:: Aim of the task ::
Convert the records starting at the line containing "Mark every instance of the stone step in" and ending at the line containing "x=198, y=544" into a numbered list, dropping any blank lines.

[Object position labeling records]
========
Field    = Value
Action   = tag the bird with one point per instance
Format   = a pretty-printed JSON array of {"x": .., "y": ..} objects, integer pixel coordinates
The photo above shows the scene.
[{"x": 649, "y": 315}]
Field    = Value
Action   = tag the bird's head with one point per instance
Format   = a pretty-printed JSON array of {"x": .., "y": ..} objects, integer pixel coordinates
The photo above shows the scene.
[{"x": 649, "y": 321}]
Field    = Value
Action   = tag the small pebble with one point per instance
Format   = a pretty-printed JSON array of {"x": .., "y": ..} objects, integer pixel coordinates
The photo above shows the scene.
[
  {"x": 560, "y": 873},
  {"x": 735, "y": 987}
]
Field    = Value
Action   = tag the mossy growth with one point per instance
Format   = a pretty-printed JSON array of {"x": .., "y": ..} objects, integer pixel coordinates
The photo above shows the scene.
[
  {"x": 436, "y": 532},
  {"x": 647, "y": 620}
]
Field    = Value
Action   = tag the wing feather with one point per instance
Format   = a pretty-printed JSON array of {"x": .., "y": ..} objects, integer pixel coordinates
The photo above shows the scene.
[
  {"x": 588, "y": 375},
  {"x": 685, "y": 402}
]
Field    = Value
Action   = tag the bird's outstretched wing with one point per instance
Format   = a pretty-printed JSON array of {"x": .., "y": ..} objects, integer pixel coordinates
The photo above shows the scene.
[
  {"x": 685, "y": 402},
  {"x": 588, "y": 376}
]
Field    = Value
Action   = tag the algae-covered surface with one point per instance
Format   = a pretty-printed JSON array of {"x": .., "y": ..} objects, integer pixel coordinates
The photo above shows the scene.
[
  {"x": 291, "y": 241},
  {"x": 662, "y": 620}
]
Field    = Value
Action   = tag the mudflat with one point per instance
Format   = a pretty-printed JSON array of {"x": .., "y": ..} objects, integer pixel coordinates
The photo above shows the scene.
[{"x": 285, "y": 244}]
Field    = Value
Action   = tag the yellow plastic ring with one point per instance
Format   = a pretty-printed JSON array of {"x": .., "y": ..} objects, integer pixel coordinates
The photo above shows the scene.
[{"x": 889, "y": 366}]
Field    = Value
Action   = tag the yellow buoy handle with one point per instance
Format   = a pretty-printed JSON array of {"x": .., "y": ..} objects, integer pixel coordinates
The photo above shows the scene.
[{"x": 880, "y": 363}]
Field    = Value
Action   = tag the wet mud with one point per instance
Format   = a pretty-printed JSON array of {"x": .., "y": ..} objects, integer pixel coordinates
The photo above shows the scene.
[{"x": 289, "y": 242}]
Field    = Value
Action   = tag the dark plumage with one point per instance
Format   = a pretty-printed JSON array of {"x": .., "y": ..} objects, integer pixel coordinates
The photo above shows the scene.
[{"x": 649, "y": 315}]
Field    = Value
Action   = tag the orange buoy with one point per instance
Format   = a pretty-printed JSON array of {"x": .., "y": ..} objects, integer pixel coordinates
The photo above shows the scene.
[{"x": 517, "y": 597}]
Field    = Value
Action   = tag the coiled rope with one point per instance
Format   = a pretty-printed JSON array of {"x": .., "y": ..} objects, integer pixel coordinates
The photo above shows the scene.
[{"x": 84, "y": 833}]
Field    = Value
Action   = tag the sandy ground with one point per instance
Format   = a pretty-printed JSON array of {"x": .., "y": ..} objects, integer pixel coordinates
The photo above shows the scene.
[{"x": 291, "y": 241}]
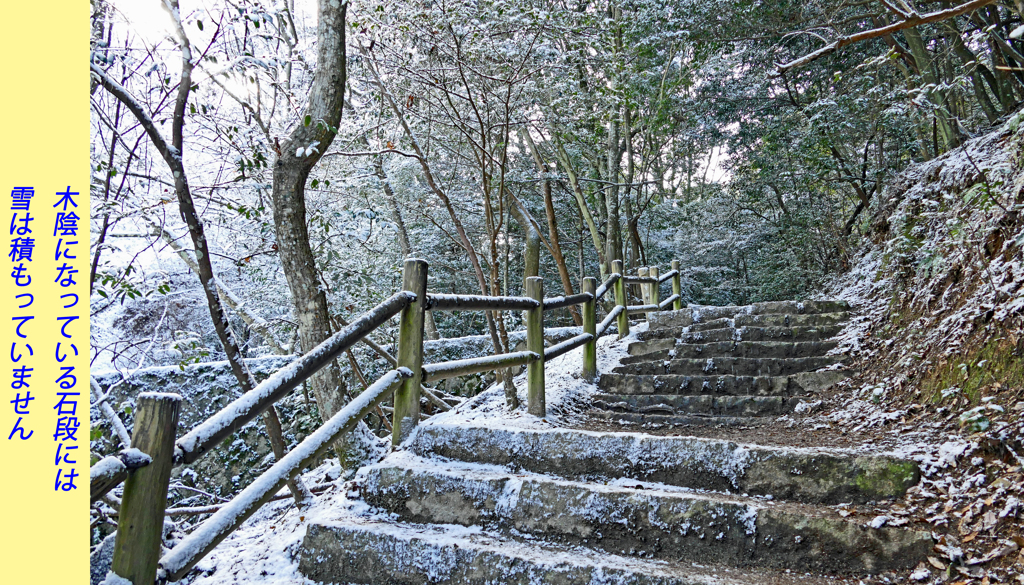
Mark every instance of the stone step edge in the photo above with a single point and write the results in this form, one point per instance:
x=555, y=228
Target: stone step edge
x=625, y=519
x=812, y=475
x=681, y=419
x=678, y=332
x=669, y=353
x=806, y=382
x=415, y=554
x=730, y=362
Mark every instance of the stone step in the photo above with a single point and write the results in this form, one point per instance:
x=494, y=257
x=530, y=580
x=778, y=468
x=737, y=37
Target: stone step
x=635, y=420
x=647, y=520
x=698, y=314
x=800, y=474
x=731, y=349
x=795, y=384
x=727, y=366
x=379, y=552
x=725, y=332
x=736, y=406
x=677, y=319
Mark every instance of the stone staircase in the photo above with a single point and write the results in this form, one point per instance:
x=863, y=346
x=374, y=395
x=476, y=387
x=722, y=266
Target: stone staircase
x=725, y=365
x=481, y=504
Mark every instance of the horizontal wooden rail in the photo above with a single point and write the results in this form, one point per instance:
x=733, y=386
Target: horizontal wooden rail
x=454, y=369
x=665, y=303
x=478, y=302
x=563, y=301
x=200, y=510
x=606, y=286
x=110, y=471
x=232, y=417
x=603, y=327
x=637, y=308
x=639, y=280
x=566, y=346
x=198, y=544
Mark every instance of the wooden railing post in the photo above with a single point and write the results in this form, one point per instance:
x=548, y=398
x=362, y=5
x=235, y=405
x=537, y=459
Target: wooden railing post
x=140, y=524
x=643, y=273
x=677, y=288
x=535, y=342
x=407, y=399
x=624, y=319
x=590, y=326
x=653, y=293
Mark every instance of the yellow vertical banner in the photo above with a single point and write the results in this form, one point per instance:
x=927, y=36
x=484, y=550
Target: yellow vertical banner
x=44, y=203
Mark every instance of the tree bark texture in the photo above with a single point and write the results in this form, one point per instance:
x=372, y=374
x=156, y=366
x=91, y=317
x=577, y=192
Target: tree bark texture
x=300, y=153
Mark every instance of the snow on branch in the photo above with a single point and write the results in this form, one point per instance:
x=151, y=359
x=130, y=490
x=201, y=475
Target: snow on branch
x=252, y=404
x=910, y=19
x=193, y=548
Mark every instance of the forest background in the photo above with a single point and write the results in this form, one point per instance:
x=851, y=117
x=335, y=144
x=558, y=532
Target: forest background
x=261, y=168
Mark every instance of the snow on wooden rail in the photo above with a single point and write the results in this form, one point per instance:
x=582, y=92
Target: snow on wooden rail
x=478, y=302
x=603, y=327
x=639, y=280
x=606, y=286
x=194, y=547
x=665, y=303
x=110, y=471
x=567, y=345
x=563, y=301
x=456, y=368
x=252, y=404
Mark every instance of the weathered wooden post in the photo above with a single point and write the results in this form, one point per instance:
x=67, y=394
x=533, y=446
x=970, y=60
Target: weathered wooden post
x=140, y=524
x=677, y=287
x=590, y=326
x=407, y=399
x=535, y=342
x=624, y=319
x=653, y=294
x=643, y=273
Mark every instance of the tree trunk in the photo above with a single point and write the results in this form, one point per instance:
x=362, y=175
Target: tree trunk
x=407, y=249
x=299, y=154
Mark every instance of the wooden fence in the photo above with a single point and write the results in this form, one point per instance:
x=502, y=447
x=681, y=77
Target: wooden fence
x=146, y=467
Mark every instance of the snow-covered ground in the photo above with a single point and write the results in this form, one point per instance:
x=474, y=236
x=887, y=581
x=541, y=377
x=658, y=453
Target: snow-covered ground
x=264, y=548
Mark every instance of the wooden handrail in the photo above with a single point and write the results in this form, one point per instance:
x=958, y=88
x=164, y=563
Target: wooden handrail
x=639, y=280
x=665, y=303
x=195, y=546
x=567, y=345
x=456, y=368
x=638, y=308
x=478, y=302
x=563, y=301
x=232, y=417
x=411, y=373
x=110, y=471
x=612, y=315
x=606, y=285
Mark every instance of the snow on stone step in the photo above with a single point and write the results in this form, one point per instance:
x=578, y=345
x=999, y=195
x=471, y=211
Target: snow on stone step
x=731, y=348
x=726, y=331
x=636, y=420
x=699, y=404
x=800, y=383
x=728, y=366
x=417, y=554
x=802, y=474
x=652, y=520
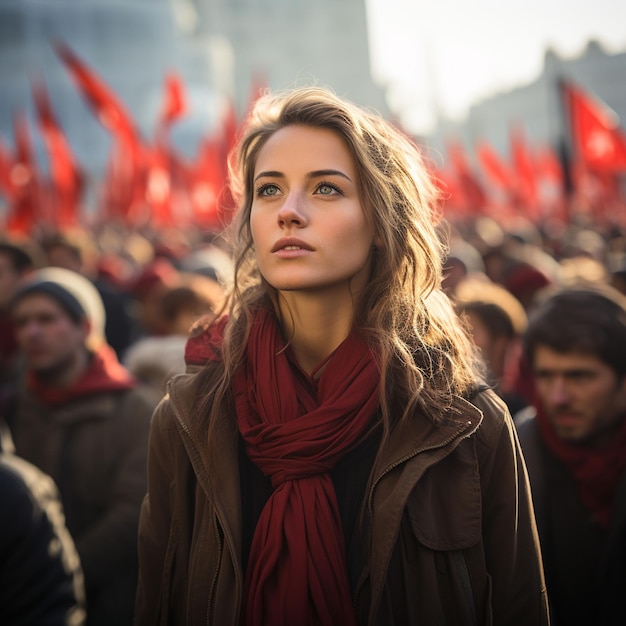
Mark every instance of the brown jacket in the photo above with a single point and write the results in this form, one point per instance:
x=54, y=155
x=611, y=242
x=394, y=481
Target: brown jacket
x=95, y=448
x=452, y=529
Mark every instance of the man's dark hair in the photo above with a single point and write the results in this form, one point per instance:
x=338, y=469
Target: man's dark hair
x=588, y=320
x=20, y=258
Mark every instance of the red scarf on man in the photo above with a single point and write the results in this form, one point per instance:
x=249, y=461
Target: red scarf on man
x=104, y=373
x=297, y=570
x=597, y=471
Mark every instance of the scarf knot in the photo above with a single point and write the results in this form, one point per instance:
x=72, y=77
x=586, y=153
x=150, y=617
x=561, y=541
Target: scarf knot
x=297, y=570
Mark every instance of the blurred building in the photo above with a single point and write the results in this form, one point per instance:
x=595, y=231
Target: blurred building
x=131, y=45
x=283, y=43
x=218, y=47
x=536, y=107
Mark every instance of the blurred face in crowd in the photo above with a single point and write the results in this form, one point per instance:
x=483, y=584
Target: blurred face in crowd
x=583, y=397
x=48, y=337
x=492, y=347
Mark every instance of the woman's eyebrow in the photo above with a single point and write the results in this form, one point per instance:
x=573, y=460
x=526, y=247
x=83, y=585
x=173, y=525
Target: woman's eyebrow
x=314, y=174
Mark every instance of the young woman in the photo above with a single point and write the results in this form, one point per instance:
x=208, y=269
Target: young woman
x=335, y=459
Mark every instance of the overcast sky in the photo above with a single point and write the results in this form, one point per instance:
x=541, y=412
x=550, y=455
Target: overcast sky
x=446, y=55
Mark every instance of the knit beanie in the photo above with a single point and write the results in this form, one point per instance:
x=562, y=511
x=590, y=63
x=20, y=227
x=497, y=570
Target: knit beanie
x=75, y=293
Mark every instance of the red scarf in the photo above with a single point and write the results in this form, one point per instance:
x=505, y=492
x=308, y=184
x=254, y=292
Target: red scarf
x=104, y=373
x=297, y=571
x=596, y=471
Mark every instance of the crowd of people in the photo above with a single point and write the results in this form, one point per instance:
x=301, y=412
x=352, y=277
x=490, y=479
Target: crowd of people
x=335, y=412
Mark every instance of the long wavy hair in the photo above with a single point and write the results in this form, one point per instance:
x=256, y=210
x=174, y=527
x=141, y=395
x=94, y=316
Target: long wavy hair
x=424, y=354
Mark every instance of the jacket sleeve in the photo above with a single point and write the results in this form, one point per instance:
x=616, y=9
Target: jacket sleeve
x=512, y=549
x=155, y=524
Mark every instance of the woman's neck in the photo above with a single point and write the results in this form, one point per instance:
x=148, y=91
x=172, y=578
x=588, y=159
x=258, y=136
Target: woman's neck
x=314, y=326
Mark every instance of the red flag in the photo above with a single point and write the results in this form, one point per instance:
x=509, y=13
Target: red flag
x=25, y=211
x=110, y=111
x=207, y=179
x=6, y=163
x=175, y=100
x=598, y=141
x=497, y=170
x=524, y=167
x=65, y=174
x=469, y=188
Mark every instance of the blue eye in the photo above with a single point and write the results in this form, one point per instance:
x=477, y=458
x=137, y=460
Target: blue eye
x=328, y=189
x=268, y=189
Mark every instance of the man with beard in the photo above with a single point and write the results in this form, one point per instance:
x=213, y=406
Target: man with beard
x=81, y=418
x=575, y=450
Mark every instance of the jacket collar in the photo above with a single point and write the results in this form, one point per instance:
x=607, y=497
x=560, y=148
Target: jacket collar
x=218, y=476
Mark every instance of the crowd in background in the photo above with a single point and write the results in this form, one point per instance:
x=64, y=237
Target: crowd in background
x=155, y=287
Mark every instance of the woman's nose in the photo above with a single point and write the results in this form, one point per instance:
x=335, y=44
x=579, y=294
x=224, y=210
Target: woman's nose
x=292, y=212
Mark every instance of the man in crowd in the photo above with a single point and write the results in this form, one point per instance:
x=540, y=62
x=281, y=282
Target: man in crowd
x=16, y=261
x=41, y=581
x=82, y=419
x=575, y=450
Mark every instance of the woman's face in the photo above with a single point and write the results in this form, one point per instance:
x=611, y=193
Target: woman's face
x=307, y=222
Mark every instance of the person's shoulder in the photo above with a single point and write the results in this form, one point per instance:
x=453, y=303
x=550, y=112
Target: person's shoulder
x=24, y=489
x=495, y=414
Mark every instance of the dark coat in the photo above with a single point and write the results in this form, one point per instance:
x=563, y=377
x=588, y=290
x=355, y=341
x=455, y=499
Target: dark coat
x=41, y=581
x=95, y=449
x=585, y=566
x=452, y=526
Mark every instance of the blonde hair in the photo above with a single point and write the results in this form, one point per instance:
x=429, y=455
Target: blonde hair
x=425, y=356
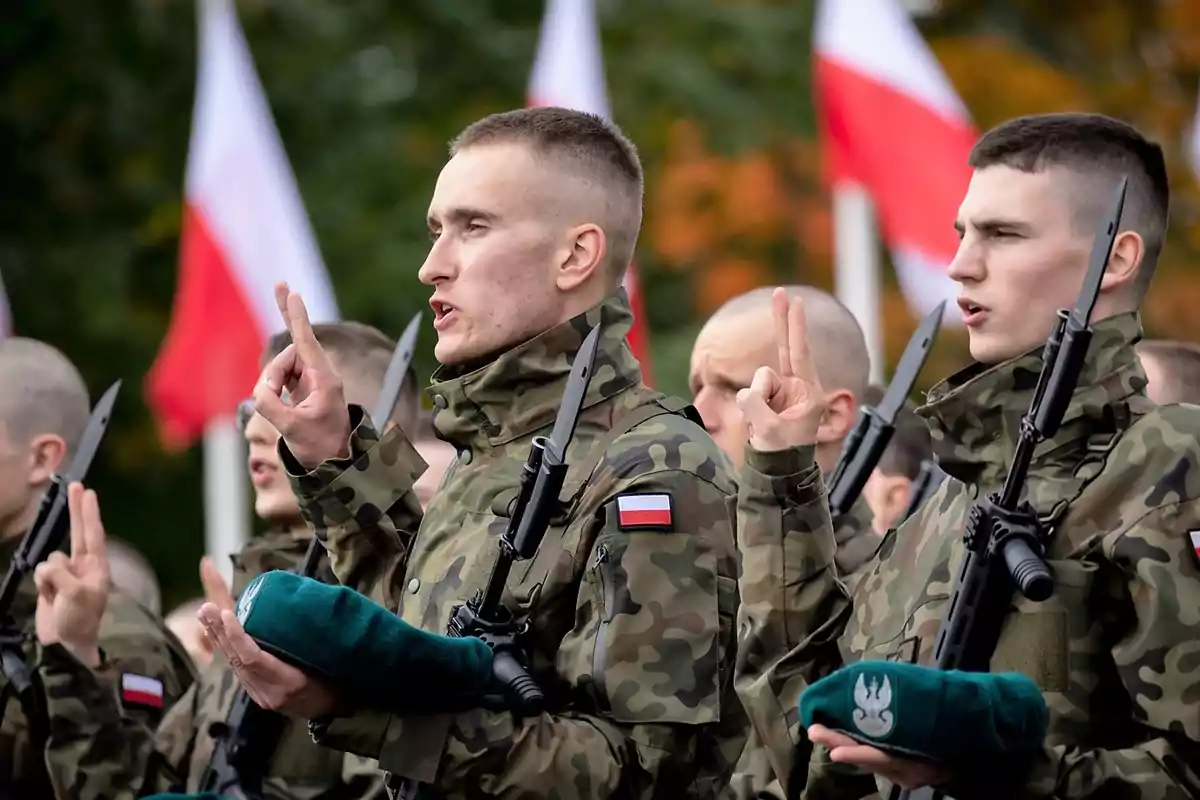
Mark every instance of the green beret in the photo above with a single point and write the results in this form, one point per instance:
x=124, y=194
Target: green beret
x=375, y=657
x=949, y=717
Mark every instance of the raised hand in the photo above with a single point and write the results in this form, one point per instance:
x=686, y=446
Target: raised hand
x=315, y=422
x=72, y=590
x=784, y=409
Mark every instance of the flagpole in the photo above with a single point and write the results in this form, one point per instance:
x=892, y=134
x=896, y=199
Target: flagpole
x=226, y=497
x=857, y=268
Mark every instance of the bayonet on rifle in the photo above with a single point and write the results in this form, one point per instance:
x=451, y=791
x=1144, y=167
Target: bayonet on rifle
x=865, y=444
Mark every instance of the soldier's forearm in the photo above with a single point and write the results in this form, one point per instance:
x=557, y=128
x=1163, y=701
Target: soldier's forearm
x=363, y=507
x=93, y=750
x=793, y=607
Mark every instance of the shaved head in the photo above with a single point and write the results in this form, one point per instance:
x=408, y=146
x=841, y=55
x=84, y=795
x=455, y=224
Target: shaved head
x=42, y=392
x=593, y=170
x=835, y=338
x=741, y=337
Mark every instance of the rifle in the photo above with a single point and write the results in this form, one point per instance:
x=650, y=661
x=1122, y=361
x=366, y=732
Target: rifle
x=247, y=739
x=46, y=535
x=865, y=444
x=485, y=615
x=923, y=487
x=1003, y=539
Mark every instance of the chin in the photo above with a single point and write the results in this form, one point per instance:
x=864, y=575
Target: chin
x=276, y=510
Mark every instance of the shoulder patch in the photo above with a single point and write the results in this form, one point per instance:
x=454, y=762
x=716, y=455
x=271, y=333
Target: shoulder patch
x=141, y=690
x=645, y=511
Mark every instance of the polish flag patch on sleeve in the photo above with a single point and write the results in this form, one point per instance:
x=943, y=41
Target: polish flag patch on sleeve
x=141, y=690
x=636, y=511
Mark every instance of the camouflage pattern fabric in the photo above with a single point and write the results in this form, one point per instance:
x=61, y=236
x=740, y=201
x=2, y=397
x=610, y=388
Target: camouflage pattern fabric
x=131, y=639
x=1115, y=649
x=99, y=753
x=631, y=631
x=793, y=606
x=856, y=540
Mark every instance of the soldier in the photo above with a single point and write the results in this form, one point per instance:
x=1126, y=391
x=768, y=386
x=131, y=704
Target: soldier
x=105, y=756
x=631, y=597
x=889, y=487
x=737, y=340
x=1116, y=487
x=1173, y=370
x=43, y=411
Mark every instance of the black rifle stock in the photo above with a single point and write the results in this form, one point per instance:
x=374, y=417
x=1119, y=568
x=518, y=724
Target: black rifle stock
x=867, y=443
x=485, y=615
x=1003, y=540
x=49, y=531
x=249, y=737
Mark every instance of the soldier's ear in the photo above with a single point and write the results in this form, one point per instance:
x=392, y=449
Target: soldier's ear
x=47, y=451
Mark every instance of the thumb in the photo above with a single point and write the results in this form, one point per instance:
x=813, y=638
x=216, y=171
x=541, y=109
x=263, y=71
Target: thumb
x=53, y=576
x=754, y=408
x=270, y=405
x=215, y=589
========
:: Finished exercise ::
1. Mark every instance of the stone step in the photo above with a single point and write the results in this form, one point per instance:
2. x=494, y=257
3. x=530, y=580
4. x=778, y=468
5. x=737, y=37
6. Target: stone step
7. x=635, y=420
8. x=647, y=520
9. x=698, y=314
10. x=800, y=474
11. x=731, y=349
12. x=795, y=384
13. x=727, y=366
14. x=379, y=552
15. x=725, y=332
16. x=736, y=406
17. x=677, y=319
18. Mark every instance of the stone staircase in the photo above with a single point and write the results in this form, one point per instance:
19. x=863, y=346
20. x=374, y=395
21. x=476, y=387
22. x=722, y=266
23. Target: stone staircase
24. x=725, y=365
25. x=481, y=504
26. Mark every instance of the horizontal wooden rail in the photo above with a single point and write the results in this form, one point per instance:
27. x=733, y=386
28. Target: horizontal wooden rail
29. x=454, y=369
30. x=665, y=303
31. x=478, y=302
32. x=563, y=301
33. x=200, y=510
34. x=606, y=286
35. x=110, y=471
36. x=232, y=417
37. x=603, y=327
38. x=637, y=308
39. x=639, y=280
40. x=566, y=346
41. x=198, y=544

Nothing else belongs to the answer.